WelshSen.jpg19日、次期空軍参謀総長候補のウェルシュ大将(現欧州空軍司令官:Gen. Mark Welsh)が、上院の軍事委員会で承認を得るための証言を行った模様です。また同時に、事前に示された質問に対し、文書で回答しています。
同大将への議会からの質問と回答が公開されていますので、ちょっとのぞいて見ました。

同大将の回答は、空軍スタッフが知恵を絞って作成したものと思われ慎重な安全運転表現が並んでおり、なんとなく眠気を誘います。
一方で、議会からの質問は現在の米軍の諸問題を浮き彫りにした点で極めて興味深いです。実に「人間臭い」というか、「やっぱりそういう問題があるんだ・・」と思わせる諸課題が取り上げられています。

計46ページの文書なので全部はご紹介できませんが、まんぐーすの好みでウェルシュ大将の主張を最初に触れ、次に軍の問題を浮き彫りの議会質問をつまみ食いです。
なお「性的暴力」や「麻薬・アルコール」や「士気」のやり取りもありますが、暗くなりそうなので省略しました。

[課題一覧]:
1. 本文によると、公開された質問と回答の文書は計何ページですか。
2. 本文のうち「一方で、議会からの質問は現在」から「の議会質問をつまみ食いです。」までの箇所を、一字一句たがえずに書き写してください。
後続のリストは参照する必要がありません。

[データ部分]:
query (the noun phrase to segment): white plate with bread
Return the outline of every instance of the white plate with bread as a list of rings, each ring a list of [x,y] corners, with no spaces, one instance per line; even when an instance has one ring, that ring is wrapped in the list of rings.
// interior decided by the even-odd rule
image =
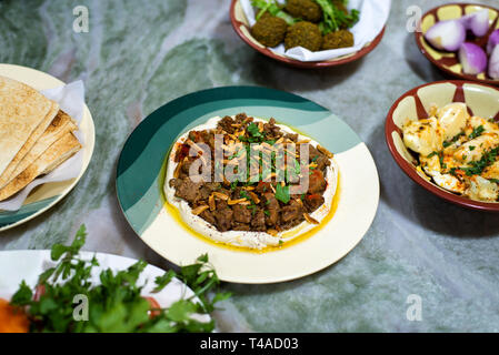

[解答一覧]:
1. 計46ページです。

2.
一方で、議会からの質問は現在の米軍の諸問題を浮き彫りにした点で極めて興味深いです。実に「人間臭い」というか、「やっぱりそういう問題があるんだ・・」と思わせる諸課題が取り上げられています。

計46ページの文書なので全部はご紹介できませんが、まんぐーすの好みでウェルシュ大将の主張を最初に触れ、次に軍の問題を浮き彫りの議会質問をつまみ食いです。